Can you convert all of the following records into a two-column CSV with the headers instruction and outline, one row per record? Each record's text goes in instruction and its answer goes in outline, each as a single quoted field with line breaks replaced by spaces.
▬▬▬▬▬▬
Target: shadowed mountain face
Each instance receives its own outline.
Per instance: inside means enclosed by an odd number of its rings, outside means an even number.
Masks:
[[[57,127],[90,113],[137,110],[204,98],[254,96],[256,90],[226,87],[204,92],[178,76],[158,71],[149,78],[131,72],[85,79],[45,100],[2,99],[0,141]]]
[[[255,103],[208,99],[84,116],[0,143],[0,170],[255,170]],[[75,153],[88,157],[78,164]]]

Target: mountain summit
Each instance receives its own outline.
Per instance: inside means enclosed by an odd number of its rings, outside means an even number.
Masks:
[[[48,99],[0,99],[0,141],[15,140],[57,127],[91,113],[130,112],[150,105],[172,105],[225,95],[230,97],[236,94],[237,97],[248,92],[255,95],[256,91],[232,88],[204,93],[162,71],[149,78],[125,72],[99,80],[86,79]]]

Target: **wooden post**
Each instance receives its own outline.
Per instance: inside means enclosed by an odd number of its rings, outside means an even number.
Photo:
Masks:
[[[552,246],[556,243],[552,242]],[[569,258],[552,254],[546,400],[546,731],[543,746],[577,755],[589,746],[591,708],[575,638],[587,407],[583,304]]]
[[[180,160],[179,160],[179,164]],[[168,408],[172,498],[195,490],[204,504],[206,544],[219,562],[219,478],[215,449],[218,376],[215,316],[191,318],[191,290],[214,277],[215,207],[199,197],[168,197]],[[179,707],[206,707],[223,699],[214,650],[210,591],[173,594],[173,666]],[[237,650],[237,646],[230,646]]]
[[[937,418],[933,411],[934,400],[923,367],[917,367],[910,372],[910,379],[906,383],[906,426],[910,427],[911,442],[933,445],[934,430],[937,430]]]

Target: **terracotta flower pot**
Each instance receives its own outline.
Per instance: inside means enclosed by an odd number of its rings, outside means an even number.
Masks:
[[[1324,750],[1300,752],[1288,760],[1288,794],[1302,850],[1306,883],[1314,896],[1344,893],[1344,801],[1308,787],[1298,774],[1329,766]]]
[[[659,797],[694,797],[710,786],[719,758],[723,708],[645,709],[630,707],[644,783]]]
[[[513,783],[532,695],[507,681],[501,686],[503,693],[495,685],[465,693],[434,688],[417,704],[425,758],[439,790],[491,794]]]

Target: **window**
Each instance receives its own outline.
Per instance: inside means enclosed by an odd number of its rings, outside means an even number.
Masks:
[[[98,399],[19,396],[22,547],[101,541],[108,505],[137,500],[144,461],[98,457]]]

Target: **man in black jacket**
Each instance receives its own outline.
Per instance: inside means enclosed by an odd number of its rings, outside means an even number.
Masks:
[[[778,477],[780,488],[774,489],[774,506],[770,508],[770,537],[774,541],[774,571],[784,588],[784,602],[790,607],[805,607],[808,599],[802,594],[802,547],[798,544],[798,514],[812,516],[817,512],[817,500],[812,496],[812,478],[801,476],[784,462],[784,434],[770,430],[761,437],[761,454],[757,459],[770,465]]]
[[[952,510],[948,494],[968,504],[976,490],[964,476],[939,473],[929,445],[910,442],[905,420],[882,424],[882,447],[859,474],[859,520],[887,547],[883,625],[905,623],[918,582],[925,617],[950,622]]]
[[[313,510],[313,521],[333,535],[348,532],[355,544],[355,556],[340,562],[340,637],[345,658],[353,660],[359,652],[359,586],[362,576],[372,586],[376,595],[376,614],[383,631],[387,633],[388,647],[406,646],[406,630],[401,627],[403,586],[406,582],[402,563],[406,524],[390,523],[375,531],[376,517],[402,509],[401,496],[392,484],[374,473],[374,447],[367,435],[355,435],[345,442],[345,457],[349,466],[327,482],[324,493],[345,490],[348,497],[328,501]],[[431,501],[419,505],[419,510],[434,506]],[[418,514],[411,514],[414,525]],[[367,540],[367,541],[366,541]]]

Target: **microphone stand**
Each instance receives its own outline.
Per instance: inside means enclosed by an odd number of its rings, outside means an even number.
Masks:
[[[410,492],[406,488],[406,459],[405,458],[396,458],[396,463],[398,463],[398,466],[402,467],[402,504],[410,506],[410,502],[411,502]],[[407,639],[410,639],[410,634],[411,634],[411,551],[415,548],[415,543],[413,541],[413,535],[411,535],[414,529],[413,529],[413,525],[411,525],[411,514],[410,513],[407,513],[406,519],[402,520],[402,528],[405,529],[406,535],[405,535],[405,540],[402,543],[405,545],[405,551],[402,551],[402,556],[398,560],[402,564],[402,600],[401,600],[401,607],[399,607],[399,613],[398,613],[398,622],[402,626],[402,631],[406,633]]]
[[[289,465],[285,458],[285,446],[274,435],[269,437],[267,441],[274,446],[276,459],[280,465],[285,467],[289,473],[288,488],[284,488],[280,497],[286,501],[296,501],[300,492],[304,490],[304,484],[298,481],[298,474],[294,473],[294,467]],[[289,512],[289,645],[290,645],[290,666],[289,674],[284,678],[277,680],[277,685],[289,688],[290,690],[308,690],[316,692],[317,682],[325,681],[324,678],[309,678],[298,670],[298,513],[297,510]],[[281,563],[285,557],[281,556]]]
▬▬▬▬▬▬
[SOLUTION TO THIS TASK]
instruction,outline
"Target: shadowed mountain face Each instance receives its own outline. Per instance: inside means enclosed by an odd number of its rings, outside means an even number. Masks:","[[[57,127],[90,113],[137,110],[204,98],[254,96],[256,90],[226,87],[204,92],[178,76],[158,71],[149,78],[131,72],[85,79],[45,100],[2,99],[0,141]]] [[[255,103],[208,99],[84,116],[0,143],[0,170],[255,170]],[[75,153],[88,157],[78,164]]]"
"Target: mountain summit Each instance receives its own outline. Per instance: inside means enclosed by an odd number of its rings, outside means an even number. Masks:","[[[48,99],[0,99],[0,141],[15,140],[57,127],[91,113],[130,112],[150,105],[172,105],[225,95],[230,97],[236,94],[237,97],[248,92],[255,95],[256,91],[232,88],[204,93],[162,71],[149,78],[125,72],[99,80],[86,79]]]"
"Target: **wooden post** Each instance receives its own outline. Per instance: inside means enclosed by an odd number of its rings, outside means an even number. Photo: Masks:","[[[552,246],[556,243],[552,242]],[[569,258],[552,254],[546,400],[546,731],[543,746],[577,755],[589,746],[591,708],[575,638],[587,407],[583,304]]] [[[180,160],[179,160],[179,164]],[[168,408],[172,498],[195,490],[204,504],[206,544],[219,562],[219,478],[215,449],[218,376],[215,316],[191,318],[191,290],[214,277],[215,207],[199,197],[168,197]],[[179,707],[206,707],[223,699],[214,650],[210,591],[173,594],[173,666]],[[237,650],[237,646],[230,646]]] [[[937,418],[933,411],[934,400],[923,367],[917,367],[910,372],[910,379],[906,383],[906,426],[910,427],[911,442],[933,445],[934,430],[937,430]]]"
"Target: **terracotta flower pot** Each instance receives its own outline. Per instance: inside means enclosed by an odd number of its rings, outside means an even number. Masks:","[[[1324,750],[1300,752],[1288,760],[1288,794],[1302,850],[1306,883],[1314,896],[1344,893],[1344,801],[1308,787],[1298,774],[1329,766]]] [[[659,797],[694,797],[710,786],[719,758],[723,708],[645,709],[630,707],[644,783]]] [[[513,783],[532,695],[507,681],[501,686],[503,693],[495,685],[465,693],[434,688],[417,704],[425,758],[439,790],[491,794]]]"
"Target: **window** Each instance receives its own outline. Per instance: inside means enclosed by an odd number of its rings, outside means an even number. Masks:","[[[98,399],[19,396],[22,547],[101,541],[108,505],[137,500],[144,461],[98,457]]]"
"Target: **man in black jacket** Each instance receives its own outline. Per instance: inside means enclosed by an odd number of its rings, outside means an even number. Masks:","[[[778,477],[780,488],[774,489],[774,506],[770,508],[770,537],[774,541],[774,571],[784,588],[784,602],[790,607],[805,607],[808,599],[802,594],[802,547],[798,544],[798,514],[812,516],[817,512],[817,500],[812,496],[812,478],[801,476],[784,462],[784,434],[770,430],[761,437],[761,454],[757,459],[770,465]]] [[[952,510],[948,494],[968,504],[976,490],[964,476],[939,473],[929,445],[910,442],[905,420],[882,424],[882,447],[859,474],[859,520],[887,547],[883,625],[905,623],[918,582],[925,617],[950,622]]] [[[313,510],[313,521],[333,535],[348,532],[355,544],[355,556],[340,562],[340,637],[345,658],[353,660],[359,652],[359,586],[362,576],[372,586],[376,595],[376,614],[383,631],[387,633],[388,647],[406,646],[406,630],[401,627],[403,586],[406,582],[402,563],[406,524],[390,523],[375,531],[376,517],[402,509],[401,496],[392,484],[374,473],[374,447],[367,435],[355,435],[345,442],[345,457],[349,466],[327,482],[324,493],[345,490],[348,497],[328,501]],[[431,501],[419,505],[419,510],[434,506]],[[418,514],[411,514],[414,525]],[[367,540],[367,541],[366,541]]]"
"Target: **microphone stand** Each instance receives its own outline. Per instance: inside means enclosed by an odd number of its rings, outside means an even number. Masks:","[[[410,492],[406,488],[406,459],[405,458],[396,458],[396,463],[398,463],[398,466],[402,467],[402,504],[410,506],[410,502],[411,502]],[[407,639],[410,639],[410,634],[411,634],[411,551],[415,548],[415,543],[413,541],[413,535],[411,535],[414,529],[413,529],[413,525],[411,525],[411,514],[410,513],[407,513],[406,519],[402,520],[402,528],[405,529],[406,535],[405,535],[405,540],[402,543],[405,545],[405,551],[402,551],[402,556],[398,560],[402,564],[402,600],[401,600],[401,607],[399,607],[399,613],[398,613],[398,622],[402,626],[402,631],[406,633]]] [[[289,465],[285,458],[285,446],[274,435],[269,437],[267,441],[274,446],[276,459],[280,465],[285,467],[289,473],[288,488],[284,488],[280,497],[286,501],[296,501],[300,492],[304,490],[304,484],[298,481],[298,474],[294,473],[294,467]],[[289,512],[289,645],[290,645],[290,666],[289,674],[284,678],[277,680],[277,685],[289,688],[290,690],[308,690],[316,692],[317,682],[325,681],[324,678],[309,678],[298,670],[298,513],[297,510]],[[281,563],[285,557],[281,556]]]"